Start of DATA IN THIS EXERCISE
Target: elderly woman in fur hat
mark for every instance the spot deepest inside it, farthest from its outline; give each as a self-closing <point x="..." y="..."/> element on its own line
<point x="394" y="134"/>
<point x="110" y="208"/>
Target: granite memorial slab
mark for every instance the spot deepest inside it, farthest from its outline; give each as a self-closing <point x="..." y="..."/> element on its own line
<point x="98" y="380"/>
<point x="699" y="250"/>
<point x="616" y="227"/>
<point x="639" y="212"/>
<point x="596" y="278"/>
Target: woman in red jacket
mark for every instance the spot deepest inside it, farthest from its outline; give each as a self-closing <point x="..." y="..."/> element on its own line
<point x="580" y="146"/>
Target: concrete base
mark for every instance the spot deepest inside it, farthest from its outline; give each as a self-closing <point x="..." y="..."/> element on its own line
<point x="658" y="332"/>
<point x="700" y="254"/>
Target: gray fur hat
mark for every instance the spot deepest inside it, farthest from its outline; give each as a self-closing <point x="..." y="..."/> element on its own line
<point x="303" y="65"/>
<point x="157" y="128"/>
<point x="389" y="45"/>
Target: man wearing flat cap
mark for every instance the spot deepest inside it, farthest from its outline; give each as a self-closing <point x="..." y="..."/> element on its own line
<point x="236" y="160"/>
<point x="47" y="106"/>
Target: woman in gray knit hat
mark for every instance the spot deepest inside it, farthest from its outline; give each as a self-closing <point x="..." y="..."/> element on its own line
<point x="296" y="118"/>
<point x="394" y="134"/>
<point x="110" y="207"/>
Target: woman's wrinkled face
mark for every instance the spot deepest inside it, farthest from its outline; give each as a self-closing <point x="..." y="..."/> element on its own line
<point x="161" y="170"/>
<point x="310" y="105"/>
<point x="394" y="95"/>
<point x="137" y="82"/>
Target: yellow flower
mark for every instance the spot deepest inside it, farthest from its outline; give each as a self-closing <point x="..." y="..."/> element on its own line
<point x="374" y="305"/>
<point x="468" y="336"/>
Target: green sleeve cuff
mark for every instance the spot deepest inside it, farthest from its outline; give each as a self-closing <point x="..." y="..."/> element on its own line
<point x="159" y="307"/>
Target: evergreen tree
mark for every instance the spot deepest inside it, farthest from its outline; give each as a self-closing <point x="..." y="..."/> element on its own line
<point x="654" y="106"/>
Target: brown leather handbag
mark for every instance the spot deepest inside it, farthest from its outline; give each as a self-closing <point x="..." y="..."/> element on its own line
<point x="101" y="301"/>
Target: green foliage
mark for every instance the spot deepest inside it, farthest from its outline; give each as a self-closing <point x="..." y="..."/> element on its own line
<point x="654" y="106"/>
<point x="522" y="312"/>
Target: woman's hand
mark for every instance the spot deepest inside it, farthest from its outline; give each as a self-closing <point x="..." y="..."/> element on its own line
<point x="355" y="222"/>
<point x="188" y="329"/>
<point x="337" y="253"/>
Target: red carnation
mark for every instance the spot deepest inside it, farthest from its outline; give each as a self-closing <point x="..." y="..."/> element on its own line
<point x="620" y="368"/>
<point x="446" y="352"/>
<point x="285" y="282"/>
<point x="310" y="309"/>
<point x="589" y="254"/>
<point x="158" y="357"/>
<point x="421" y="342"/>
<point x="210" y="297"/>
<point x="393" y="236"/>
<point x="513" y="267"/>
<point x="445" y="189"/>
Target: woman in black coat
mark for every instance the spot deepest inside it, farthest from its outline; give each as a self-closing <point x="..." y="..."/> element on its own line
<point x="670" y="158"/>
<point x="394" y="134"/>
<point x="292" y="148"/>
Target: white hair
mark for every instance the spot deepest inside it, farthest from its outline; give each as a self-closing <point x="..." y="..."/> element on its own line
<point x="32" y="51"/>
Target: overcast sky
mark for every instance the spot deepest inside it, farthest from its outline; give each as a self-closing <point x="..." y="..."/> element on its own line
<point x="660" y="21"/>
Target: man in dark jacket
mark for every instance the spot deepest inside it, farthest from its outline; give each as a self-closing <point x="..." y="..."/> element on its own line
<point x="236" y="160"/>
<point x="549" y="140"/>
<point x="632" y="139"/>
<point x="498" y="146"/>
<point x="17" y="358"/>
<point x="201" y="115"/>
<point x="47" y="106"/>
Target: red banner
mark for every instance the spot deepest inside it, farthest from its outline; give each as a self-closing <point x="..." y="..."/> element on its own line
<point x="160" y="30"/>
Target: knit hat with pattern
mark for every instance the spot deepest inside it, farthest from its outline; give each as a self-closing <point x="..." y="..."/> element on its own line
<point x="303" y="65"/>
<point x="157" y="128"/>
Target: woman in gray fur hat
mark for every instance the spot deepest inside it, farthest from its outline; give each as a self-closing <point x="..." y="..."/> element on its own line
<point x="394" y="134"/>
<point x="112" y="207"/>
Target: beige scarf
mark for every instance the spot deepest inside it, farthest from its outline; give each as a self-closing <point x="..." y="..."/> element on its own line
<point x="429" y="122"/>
End of DATA IN THIS EXERCISE
- TASK TO CARRY OUT -
For each record above, print an exact copy.

- ANSWER BELOW -
Target: elderly woman in fur hat
mark for every instance the spot deepest inside it, farthest from its outline; give each as a self-closing <point x="..." y="..."/> element on its own line
<point x="394" y="134"/>
<point x="110" y="208"/>
Target: granite memorial slab
mark for every instance the spot deepest inside it, farthest from its outline; give each as a self-closing <point x="..." y="..."/> element on its own line
<point x="98" y="380"/>
<point x="699" y="250"/>
<point x="616" y="227"/>
<point x="639" y="212"/>
<point x="596" y="278"/>
Target: woman in red jacket
mark for every instance the spot deepest inside it, farthest from its outline; give each as a self-closing <point x="..." y="..."/> element on its own line
<point x="580" y="146"/>
Target: concrete base
mark for every instance the spot deepest inside it, farthest from its outline; give each as a self-closing <point x="..." y="..."/> element on its own line
<point x="658" y="332"/>
<point x="700" y="254"/>
Target: gray fur hat
mark for every instance the spot deepest inside it, farthest from its outline; give each as a self-closing <point x="..." y="..."/> element on its own line
<point x="303" y="65"/>
<point x="157" y="128"/>
<point x="389" y="45"/>
Target: man wearing flat cap
mark for every instance the spot deepest inside it, farthest from its outline; give each as a self-closing <point x="..." y="..."/> element on its own line
<point x="236" y="160"/>
<point x="47" y="106"/>
Target: woman in gray knit hat
mark for every instance the spot deepest inside it, farthest from its outline; give each as a self-closing <point x="..." y="..."/> element on its own line
<point x="296" y="118"/>
<point x="394" y="134"/>
<point x="110" y="207"/>
Target: woman's wrinkled face
mark for every instance the spot deepest inside it, farthest from its outline; give each as a self-closing <point x="..." y="..."/> element on its own line
<point x="161" y="170"/>
<point x="310" y="105"/>
<point x="394" y="95"/>
<point x="137" y="82"/>
Target: yellow flower
mark for every instance the spot deepest inside it, farthest from its outline; give each as a self-closing <point x="..." y="..."/> element on its own line
<point x="374" y="305"/>
<point x="468" y="336"/>
Target: green sleeve cuff
mark for every instance the spot deepest inside it, farthest from its outline; give each as a self-closing <point x="..." y="..."/> element on its own line
<point x="159" y="307"/>
Target: evergreen tree
mark for every instance the spot deepest inside it, farthest from its outline; give each as a self-closing <point x="..." y="..."/> element on its own line
<point x="654" y="106"/>
Target: brown leather handbag
mark for every instance the spot deepest inside it, farthest from its outline; give each as a self-closing <point x="..." y="..."/> element on its own line
<point x="101" y="301"/>
Target: green foliage
mark for every instance the spot deepest inside it, farthest from its outline; give each as a self-closing <point x="..." y="..."/> element on its own line
<point x="654" y="106"/>
<point x="522" y="312"/>
Target: woman's hand
mark for every instance the spot deepest inside it, farthest from its outline; give each as a self-closing <point x="..." y="..."/> element on its own line
<point x="355" y="222"/>
<point x="188" y="329"/>
<point x="337" y="253"/>
Target: red carnation
mark for every instance the spot deepest inside it, farthest from its outline; give each as a self-closing <point x="..." y="..."/> element on its own line
<point x="620" y="368"/>
<point x="446" y="352"/>
<point x="285" y="282"/>
<point x="310" y="309"/>
<point x="589" y="254"/>
<point x="158" y="357"/>
<point x="421" y="342"/>
<point x="210" y="297"/>
<point x="393" y="236"/>
<point x="513" y="267"/>
<point x="445" y="189"/>
Target: woman in black coat
mark for every instance the spot deepest inside it, farthest from its outline; give each as a self-closing <point x="..." y="..."/> element on its own line
<point x="670" y="158"/>
<point x="394" y="134"/>
<point x="292" y="148"/>
Target: white hair
mark for every instance the spot deepest inside it, farthest from its outline; give each as a self-closing <point x="..." y="..."/> element on its own line
<point x="32" y="51"/>
Target: overcast sky
mark for every instance the spot deepest inside it, farthest from its outline; give each as a self-closing <point x="..." y="..."/> element on its own line
<point x="660" y="21"/>
Target: man in dark jacket
mark for every instance the spot deepest inside it, farthest from its outline; give each as a self-closing <point x="..." y="..."/> element on its own line
<point x="236" y="160"/>
<point x="549" y="140"/>
<point x="632" y="139"/>
<point x="498" y="146"/>
<point x="17" y="358"/>
<point x="201" y="115"/>
<point x="47" y="106"/>
Target: red banner
mark for every instance the spot deepest inside it, farthest from its outline; give each as a self-closing <point x="..." y="..."/> element on its own line
<point x="160" y="30"/>
Target: knit hat with pattern
mark for every instance the spot deepest inside it, farthest from its outline; give each as a self-closing <point x="..." y="..."/> element on its own line
<point x="303" y="65"/>
<point x="157" y="128"/>
Target: woman in gray fur hat
mark for every instance the spot deepest inside it, farthest from its outline; give each as a self-closing <point x="..." y="..."/> element on its own line
<point x="394" y="134"/>
<point x="112" y="207"/>
Target: beige scarf
mark for every instance the spot deepest inside it, farthest from its outline; give each as a self-closing <point x="..." y="..."/> element on its own line
<point x="429" y="122"/>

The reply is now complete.